**TEXT SEGMENT**
By Samantha Flom
Redwood Materials, a Nevada-based battery recycling startup, has secured a $2 billion conditional loan commitment from the Department of Energy to ramp up its production of electric vehicle (EV) battery components.
The loan, announced Feb. 9 in a blog posted on the Energy Department website, will go toward the construction and expansion of a McCarran, Nevada, manufacturing campus that the company will use to recycle used lithium-ion batteries and production scrap to produce new materials like anode copper foil and cathode active materials.
“Anode copper foil and cathode active material are the two most critical and valuable components of lithium-ion battery manufacturing for EVs,” Loan Programs Office Director Jigar Shah wrote in announcing the loan. “Onshoring the production of these components is critical to America’s energy independence while ensuring the long-term success and sustainability of an advanced battery manufacturing industry here at home.”
Shah noted that, at present, nearly all anode and cathode production for U.S. battery cell manufacturers takes place in Asia, meaning the new facility would be among the first to do so domestically.
“Further, this latest conditional commitment comes as the EV market in America is expected to grow substantially along with U.S. automakers and component suppliers working to lead the world in electric vehicle manufacturing,” he added. “The share of annual battery-powered electric vehicles is expected to rise from about 2% in 2020 to 35% by 2030.”
According to Shah, once completed, the facility is anticipated to support the production of more than 1 million electric vehicles per year. The project is also expected to create 3,400 construction jobs and 1,600 full-time positions, including labor, technical staff, and on-site management roles. The construction jobs will go to “union, minority and/or woman-owned business enterprises.”
Launched by Tesla co-founder J.B. Straubel, Redwood Materials was identified by the Biden administration in February 2022 as one of several key players in the president’s plans to expand domestic production of critical minerals like lithium and cobalt.
Last year, the company secured a multibillion-dollar deal with Panasonic Energy—the largest supplier of electric vehicle battery cells in the United States—to supply high-nickel cathode for the production of batteries.
The company also boasts partnerships with Ford, Volkswagen, Toyota, and Volvo.

**RECORDED DATA**
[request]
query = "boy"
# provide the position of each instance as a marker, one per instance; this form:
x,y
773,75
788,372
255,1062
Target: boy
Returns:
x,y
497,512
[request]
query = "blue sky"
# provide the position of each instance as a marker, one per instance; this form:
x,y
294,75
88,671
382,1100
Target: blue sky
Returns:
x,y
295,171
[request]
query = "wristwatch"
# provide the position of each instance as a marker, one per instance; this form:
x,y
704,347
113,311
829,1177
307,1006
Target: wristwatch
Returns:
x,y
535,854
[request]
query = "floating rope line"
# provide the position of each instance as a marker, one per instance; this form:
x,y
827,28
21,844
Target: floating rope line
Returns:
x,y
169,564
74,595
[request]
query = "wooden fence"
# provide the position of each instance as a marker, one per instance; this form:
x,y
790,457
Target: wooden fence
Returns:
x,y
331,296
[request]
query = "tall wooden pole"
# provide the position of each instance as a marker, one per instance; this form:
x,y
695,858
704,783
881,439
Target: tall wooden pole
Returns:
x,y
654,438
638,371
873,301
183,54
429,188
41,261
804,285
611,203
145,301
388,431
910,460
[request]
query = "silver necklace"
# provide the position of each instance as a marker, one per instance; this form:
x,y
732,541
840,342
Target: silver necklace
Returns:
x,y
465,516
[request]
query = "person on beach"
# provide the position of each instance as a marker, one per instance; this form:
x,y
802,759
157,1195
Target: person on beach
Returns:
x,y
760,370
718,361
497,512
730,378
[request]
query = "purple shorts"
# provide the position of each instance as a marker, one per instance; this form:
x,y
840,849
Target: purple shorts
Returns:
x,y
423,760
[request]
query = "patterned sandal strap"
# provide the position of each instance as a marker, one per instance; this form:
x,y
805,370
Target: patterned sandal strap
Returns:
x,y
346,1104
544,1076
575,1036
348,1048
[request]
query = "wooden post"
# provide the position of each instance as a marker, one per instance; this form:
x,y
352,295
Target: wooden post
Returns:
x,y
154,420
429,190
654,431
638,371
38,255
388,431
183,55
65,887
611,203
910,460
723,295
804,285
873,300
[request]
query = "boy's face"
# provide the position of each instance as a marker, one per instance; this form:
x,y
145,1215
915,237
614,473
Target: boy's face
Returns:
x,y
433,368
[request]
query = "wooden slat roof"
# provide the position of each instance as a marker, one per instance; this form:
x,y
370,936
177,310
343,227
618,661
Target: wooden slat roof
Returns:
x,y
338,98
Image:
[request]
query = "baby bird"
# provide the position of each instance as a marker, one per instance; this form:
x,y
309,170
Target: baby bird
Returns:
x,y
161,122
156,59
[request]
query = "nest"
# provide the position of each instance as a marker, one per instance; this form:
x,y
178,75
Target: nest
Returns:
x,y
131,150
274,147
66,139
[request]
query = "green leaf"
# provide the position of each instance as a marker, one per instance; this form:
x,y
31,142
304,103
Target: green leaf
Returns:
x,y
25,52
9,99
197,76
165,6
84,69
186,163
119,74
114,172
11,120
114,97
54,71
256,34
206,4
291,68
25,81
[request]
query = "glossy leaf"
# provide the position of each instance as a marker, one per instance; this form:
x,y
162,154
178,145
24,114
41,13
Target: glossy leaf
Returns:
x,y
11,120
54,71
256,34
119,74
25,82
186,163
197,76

**WHAT NEEDS TO BE DONE**
In the text about Redwood Materials' Energy Department loan, how many full-time positions is the Nevada project expected to create?

**REPLY**
1,600 full-time positions, including labor, technical staff, and on-site management roles.